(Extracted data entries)
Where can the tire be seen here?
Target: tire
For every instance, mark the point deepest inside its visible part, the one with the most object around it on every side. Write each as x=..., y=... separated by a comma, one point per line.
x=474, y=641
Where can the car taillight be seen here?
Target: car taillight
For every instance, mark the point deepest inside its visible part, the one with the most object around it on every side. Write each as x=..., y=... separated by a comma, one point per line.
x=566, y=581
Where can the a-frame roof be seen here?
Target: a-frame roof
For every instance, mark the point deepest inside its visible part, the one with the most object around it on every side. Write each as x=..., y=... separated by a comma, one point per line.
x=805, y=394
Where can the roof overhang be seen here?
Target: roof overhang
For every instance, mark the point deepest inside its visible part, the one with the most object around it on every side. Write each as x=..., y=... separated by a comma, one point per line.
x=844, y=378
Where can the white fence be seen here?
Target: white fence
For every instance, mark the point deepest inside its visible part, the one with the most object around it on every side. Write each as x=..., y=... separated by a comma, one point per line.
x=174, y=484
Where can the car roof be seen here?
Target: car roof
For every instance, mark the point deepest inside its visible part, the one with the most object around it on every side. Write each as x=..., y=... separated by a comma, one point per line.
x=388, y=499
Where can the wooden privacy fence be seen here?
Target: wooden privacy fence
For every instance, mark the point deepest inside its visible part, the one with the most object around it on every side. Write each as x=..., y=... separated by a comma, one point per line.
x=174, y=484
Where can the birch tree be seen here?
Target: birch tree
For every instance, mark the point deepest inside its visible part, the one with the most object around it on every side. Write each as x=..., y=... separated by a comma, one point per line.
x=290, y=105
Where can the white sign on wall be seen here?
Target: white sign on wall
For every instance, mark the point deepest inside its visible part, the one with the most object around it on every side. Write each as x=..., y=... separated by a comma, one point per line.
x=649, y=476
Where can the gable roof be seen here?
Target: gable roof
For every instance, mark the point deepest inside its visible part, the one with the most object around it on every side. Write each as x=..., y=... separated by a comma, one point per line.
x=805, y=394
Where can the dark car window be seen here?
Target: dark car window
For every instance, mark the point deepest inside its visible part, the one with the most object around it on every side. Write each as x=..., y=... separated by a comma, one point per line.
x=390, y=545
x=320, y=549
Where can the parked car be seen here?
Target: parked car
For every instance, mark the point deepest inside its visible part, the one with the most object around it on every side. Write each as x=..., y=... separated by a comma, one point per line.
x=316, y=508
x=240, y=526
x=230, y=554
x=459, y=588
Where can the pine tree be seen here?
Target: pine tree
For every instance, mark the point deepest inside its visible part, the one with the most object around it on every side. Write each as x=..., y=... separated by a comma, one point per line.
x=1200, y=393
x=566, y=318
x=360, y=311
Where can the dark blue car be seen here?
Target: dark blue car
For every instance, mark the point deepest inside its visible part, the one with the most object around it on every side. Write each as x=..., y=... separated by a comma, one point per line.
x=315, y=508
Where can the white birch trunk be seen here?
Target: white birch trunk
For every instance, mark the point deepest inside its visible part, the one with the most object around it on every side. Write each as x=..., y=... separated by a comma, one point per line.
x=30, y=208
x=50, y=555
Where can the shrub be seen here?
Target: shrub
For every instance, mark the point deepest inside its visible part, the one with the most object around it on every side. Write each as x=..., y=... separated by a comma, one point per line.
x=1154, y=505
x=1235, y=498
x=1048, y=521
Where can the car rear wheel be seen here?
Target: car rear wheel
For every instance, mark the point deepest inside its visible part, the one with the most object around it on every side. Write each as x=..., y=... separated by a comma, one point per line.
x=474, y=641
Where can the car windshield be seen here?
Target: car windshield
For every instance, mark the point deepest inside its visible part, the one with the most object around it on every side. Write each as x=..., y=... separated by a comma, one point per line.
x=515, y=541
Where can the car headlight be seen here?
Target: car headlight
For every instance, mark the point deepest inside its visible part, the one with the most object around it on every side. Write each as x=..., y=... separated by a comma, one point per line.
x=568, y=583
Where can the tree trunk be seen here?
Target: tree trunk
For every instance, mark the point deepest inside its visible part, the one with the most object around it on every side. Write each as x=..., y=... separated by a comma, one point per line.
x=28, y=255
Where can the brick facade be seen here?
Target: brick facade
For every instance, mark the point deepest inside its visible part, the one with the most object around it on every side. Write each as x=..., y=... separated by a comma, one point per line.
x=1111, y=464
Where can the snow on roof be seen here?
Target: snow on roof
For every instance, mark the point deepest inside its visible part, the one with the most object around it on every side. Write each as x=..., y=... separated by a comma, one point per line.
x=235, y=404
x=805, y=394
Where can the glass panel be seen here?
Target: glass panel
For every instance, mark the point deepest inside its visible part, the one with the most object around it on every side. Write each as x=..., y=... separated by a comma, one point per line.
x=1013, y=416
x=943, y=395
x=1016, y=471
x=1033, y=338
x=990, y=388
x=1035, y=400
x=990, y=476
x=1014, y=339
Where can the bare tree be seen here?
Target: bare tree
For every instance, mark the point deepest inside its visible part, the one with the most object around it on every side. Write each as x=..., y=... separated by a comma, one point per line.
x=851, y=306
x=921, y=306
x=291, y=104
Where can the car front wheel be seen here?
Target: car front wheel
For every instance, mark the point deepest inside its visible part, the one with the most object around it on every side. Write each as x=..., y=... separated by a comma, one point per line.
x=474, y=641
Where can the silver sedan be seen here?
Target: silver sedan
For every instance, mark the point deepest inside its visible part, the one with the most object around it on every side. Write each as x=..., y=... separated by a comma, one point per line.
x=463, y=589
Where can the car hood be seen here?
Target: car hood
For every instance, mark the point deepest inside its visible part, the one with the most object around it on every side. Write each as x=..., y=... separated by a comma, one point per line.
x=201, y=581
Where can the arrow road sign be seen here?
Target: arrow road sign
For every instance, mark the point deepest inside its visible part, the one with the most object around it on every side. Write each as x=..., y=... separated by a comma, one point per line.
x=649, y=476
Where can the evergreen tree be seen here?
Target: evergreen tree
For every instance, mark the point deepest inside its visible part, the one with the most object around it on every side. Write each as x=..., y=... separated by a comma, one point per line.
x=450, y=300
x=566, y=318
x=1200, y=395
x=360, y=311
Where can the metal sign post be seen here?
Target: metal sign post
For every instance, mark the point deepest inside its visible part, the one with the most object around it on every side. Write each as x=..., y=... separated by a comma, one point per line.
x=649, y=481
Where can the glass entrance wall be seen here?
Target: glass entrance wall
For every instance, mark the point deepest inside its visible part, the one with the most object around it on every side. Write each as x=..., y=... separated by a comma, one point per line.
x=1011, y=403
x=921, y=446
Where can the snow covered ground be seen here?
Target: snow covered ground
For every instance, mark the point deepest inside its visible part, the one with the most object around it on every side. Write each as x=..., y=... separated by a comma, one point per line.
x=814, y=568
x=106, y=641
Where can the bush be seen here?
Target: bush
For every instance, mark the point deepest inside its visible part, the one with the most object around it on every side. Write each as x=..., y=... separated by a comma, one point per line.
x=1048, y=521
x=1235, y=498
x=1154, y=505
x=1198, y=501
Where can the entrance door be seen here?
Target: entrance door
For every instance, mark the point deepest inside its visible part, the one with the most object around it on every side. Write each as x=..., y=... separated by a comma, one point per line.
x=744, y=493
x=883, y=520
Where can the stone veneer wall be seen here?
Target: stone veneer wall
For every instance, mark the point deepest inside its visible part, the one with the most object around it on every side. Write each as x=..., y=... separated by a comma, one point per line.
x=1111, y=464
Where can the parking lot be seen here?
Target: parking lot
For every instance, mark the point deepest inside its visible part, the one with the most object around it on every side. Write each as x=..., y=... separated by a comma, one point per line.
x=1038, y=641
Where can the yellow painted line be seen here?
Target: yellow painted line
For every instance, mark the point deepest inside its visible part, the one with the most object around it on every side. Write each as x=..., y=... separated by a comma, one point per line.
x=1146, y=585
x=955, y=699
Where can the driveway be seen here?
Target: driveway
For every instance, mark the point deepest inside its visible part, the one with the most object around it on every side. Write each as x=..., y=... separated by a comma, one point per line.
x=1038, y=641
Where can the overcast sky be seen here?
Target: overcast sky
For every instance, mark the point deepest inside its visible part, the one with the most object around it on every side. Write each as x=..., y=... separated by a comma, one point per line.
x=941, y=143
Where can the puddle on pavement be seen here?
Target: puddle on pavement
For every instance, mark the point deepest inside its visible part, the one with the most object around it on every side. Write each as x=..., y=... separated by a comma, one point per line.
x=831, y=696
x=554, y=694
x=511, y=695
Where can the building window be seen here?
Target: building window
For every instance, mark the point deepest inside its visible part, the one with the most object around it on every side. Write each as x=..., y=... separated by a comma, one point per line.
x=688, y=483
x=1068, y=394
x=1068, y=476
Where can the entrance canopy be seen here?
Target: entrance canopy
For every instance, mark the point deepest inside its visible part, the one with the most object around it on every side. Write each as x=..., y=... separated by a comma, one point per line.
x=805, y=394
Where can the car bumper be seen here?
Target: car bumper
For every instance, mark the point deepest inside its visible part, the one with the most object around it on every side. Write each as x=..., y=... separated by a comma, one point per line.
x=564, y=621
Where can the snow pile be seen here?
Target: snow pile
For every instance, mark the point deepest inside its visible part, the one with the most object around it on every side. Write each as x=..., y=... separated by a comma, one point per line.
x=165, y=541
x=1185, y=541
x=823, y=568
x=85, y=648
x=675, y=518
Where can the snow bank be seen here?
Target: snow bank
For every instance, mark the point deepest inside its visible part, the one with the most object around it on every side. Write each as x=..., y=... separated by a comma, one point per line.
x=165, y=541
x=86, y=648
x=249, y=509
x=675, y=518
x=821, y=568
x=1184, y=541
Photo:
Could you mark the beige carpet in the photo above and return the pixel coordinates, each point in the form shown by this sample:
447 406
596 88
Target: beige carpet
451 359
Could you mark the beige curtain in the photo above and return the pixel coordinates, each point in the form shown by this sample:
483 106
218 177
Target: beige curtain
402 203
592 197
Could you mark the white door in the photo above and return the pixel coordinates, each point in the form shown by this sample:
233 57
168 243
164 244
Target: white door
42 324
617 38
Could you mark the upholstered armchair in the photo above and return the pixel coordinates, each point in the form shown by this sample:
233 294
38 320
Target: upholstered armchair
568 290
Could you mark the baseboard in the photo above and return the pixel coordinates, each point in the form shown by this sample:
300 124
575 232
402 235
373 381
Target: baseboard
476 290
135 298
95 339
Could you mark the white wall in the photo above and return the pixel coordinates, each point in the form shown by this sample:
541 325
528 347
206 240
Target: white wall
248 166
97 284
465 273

What you will do: Would you copy out exactly the lines above that start at the one containing "Where can the car rear wheel be seen here?" and end at the one containing "Target: tree trunk", inclusive?

Answer to this exercise:
Where can the car rear wheel be seen here?
Target: car rear wheel
For every instance, mark the point deepest inside its visible part, the one with the most object around it on every side. Write each as x=..., y=... separated by a comma, one point per line.
x=474, y=641
Where can the car windshield be seen here?
Target: car windshield
For every instance, mark the point deepest inside its visible part, the one with the most object around it on every side. Write each as x=..., y=... separated by a comma, one point per line.
x=515, y=541
Where can the car headlight be seen here?
Target: car headlight
For every instance, mark the point deepest inside its visible part, the one with the most object around it on every side. Write each as x=..., y=... separated by a comma, one point per line.
x=568, y=583
Where can the tree trunk be seen here?
Target: tree trunk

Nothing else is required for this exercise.